- _INPUT DATA_:
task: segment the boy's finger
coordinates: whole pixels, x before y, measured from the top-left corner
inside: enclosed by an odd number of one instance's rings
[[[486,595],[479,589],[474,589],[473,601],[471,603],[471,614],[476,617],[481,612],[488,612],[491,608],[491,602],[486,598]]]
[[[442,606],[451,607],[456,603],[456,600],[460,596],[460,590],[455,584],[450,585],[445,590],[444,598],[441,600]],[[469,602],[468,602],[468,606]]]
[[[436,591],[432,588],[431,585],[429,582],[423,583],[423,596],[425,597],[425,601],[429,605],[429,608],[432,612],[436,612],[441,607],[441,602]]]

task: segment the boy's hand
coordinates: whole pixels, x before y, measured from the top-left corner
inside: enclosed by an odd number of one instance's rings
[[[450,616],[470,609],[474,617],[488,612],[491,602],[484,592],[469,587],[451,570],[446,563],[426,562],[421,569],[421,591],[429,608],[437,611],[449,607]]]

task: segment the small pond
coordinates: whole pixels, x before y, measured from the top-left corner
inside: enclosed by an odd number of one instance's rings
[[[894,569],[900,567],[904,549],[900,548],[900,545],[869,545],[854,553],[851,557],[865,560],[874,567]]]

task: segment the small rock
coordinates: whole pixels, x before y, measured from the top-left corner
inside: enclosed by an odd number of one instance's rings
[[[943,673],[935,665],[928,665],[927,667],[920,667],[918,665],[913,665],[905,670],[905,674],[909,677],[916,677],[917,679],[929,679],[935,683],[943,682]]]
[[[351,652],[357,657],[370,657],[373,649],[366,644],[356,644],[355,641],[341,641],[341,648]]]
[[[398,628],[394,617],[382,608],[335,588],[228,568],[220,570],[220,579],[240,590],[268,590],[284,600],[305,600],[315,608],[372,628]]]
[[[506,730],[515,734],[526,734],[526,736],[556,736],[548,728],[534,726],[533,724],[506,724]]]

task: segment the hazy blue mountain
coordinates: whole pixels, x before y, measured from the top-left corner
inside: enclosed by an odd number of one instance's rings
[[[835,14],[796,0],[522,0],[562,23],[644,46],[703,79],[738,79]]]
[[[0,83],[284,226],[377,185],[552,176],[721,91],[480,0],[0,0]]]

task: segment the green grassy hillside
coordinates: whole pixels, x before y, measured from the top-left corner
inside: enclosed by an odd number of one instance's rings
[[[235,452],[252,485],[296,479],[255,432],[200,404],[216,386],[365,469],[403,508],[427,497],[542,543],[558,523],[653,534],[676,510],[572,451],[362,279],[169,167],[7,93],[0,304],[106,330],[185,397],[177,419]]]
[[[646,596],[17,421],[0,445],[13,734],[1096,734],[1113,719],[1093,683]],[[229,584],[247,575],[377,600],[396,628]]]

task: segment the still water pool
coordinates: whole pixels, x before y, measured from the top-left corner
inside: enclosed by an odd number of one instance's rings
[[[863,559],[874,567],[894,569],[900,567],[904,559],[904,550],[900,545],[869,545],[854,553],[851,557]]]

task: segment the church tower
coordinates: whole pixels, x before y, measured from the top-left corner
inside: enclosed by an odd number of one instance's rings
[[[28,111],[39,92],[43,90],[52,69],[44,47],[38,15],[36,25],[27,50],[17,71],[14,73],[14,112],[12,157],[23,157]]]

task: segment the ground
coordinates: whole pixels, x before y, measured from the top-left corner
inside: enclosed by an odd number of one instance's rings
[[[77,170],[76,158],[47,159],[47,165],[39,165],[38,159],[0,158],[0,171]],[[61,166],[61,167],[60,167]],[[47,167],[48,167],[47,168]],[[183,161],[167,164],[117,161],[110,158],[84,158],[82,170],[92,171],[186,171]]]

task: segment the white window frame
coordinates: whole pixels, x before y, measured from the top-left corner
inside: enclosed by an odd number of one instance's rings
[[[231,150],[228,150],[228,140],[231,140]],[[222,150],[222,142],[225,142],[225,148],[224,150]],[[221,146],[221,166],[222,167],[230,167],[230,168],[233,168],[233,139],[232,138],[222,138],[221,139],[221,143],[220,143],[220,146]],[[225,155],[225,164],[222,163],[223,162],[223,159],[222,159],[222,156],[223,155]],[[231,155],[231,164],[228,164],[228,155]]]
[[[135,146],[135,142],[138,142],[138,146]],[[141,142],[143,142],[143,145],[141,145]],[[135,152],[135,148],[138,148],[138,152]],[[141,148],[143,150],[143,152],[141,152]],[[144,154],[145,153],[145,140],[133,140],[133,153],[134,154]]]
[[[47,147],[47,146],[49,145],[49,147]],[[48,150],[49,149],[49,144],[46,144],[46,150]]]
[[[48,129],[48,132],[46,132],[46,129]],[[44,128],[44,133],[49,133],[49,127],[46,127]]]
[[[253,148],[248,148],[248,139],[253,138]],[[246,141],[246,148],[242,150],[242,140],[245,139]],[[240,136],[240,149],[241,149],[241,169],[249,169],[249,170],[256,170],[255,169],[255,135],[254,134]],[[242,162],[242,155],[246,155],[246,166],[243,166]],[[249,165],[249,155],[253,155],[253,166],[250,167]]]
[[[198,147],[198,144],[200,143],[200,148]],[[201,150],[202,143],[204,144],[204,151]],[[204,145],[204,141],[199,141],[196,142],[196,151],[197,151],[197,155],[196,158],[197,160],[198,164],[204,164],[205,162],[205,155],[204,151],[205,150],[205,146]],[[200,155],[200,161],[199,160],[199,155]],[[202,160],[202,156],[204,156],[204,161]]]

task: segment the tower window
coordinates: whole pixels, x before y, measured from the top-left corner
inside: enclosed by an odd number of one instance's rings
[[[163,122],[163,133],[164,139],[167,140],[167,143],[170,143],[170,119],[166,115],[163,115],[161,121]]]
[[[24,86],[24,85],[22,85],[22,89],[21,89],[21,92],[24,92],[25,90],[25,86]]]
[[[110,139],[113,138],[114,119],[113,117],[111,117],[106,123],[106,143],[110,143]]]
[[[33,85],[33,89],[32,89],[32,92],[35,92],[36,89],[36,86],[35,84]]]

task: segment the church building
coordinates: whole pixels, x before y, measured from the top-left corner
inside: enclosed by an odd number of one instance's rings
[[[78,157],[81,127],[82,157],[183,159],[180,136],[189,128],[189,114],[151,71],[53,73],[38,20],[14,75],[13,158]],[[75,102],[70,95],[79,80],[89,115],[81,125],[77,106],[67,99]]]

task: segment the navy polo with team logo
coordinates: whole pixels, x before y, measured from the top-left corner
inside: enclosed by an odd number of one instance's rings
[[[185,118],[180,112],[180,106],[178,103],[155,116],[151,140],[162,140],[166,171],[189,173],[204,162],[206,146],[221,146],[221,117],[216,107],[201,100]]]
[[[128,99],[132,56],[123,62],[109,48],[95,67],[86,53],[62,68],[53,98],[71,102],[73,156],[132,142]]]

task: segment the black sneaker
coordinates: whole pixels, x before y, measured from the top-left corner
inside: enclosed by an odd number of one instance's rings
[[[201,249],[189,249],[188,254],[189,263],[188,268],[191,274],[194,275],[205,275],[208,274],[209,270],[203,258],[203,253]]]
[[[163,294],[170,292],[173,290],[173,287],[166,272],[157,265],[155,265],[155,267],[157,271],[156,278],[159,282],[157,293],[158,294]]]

- _WHAT YOU NEED TO DO_: Copy out everything from the line containing "task: segment the black sneaker" down through the last line of the data, keeping both ends and changing nothing.

- _TASK RESPONSE_:
task: segment the black sneaker
coordinates: whole pixels, x before y, measured from the top-left corner
inside: enclosed by an odd number of one instance's rings
[[[201,249],[189,249],[188,254],[189,263],[188,268],[191,274],[194,275],[205,275],[208,274],[209,270],[203,258],[203,253]]]
[[[163,294],[170,292],[173,290],[173,287],[166,272],[157,265],[155,265],[155,267],[157,271],[156,278],[159,282],[157,293],[158,294]]]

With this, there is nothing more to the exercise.